━━ GIVEN DATA
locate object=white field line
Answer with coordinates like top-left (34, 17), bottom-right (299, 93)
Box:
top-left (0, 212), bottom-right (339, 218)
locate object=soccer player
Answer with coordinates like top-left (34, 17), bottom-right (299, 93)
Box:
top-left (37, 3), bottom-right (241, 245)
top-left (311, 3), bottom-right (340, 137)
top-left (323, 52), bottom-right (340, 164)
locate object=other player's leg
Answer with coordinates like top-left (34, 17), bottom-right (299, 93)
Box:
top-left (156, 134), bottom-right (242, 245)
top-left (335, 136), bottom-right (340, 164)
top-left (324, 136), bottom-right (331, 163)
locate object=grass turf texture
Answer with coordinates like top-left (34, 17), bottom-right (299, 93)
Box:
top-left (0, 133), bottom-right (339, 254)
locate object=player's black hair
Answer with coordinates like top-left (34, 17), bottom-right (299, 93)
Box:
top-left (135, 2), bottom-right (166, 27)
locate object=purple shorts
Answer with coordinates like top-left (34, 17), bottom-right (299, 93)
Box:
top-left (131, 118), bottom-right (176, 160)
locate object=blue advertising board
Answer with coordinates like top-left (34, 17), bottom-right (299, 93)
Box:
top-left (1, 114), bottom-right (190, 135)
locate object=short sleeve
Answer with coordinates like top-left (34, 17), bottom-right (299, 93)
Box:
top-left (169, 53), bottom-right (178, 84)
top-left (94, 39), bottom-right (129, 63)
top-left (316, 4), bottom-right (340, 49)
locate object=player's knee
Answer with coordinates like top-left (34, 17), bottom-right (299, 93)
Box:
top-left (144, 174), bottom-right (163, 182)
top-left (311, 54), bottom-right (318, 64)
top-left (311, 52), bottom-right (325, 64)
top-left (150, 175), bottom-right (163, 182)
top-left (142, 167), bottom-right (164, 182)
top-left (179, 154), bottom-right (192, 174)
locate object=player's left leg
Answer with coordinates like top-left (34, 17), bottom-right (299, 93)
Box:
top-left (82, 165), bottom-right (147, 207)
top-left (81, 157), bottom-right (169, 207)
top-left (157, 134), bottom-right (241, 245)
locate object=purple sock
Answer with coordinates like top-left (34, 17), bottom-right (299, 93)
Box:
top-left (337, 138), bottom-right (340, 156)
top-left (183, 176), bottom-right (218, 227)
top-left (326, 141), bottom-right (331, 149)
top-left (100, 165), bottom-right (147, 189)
━━━━
» **WHAT THE TASK REQUIRES**
Each record must be repeated exactly as it is.

» **SOLUTION TO THIS PROBLEM**
locate object=white field line
Answer with coordinates like top-left (34, 17), bottom-right (299, 93)
Box:
top-left (0, 212), bottom-right (339, 218)
locate object=soccer player
Answer with coordinates like top-left (34, 17), bottom-right (299, 93)
Box:
top-left (37, 3), bottom-right (241, 245)
top-left (311, 3), bottom-right (340, 137)
top-left (323, 52), bottom-right (340, 164)
locate object=other player's leg
Answer with coordinates like top-left (34, 17), bottom-right (299, 93)
Box:
top-left (156, 134), bottom-right (242, 245)
top-left (335, 136), bottom-right (340, 164)
top-left (324, 136), bottom-right (331, 163)
locate object=grass turf texture
Answer with coordinates like top-left (34, 17), bottom-right (299, 93)
Box:
top-left (0, 133), bottom-right (339, 254)
locate object=player's black hair
Answer with coordinates like top-left (34, 17), bottom-right (299, 93)
Box:
top-left (135, 2), bottom-right (166, 27)
locate object=purple shorts
Answer with coordinates like top-left (34, 17), bottom-right (299, 93)
Box:
top-left (131, 118), bottom-right (176, 160)
locate object=blue advertising board
Answer with coordinates like top-left (34, 17), bottom-right (299, 93)
Box:
top-left (1, 114), bottom-right (190, 135)
locate object=short sleeve
Answer with coordinates like top-left (34, 17), bottom-right (299, 93)
Box:
top-left (169, 53), bottom-right (178, 84)
top-left (94, 39), bottom-right (129, 63)
top-left (316, 4), bottom-right (340, 49)
locate object=player's knee
Answer with coordinates like top-left (34, 17), bottom-right (299, 93)
Box:
top-left (144, 174), bottom-right (163, 182)
top-left (311, 54), bottom-right (318, 64)
top-left (311, 52), bottom-right (325, 64)
top-left (150, 175), bottom-right (163, 182)
top-left (142, 167), bottom-right (164, 182)
top-left (179, 154), bottom-right (192, 174)
locate object=player's left leg
Answer with coordinates like top-left (34, 17), bottom-right (299, 93)
Box:
top-left (82, 165), bottom-right (147, 207)
top-left (81, 157), bottom-right (169, 207)
top-left (157, 134), bottom-right (241, 245)
locate object=purple sock
Answer with coordinates like top-left (34, 17), bottom-right (299, 93)
Box:
top-left (337, 138), bottom-right (340, 156)
top-left (183, 176), bottom-right (218, 227)
top-left (326, 141), bottom-right (331, 149)
top-left (100, 165), bottom-right (147, 189)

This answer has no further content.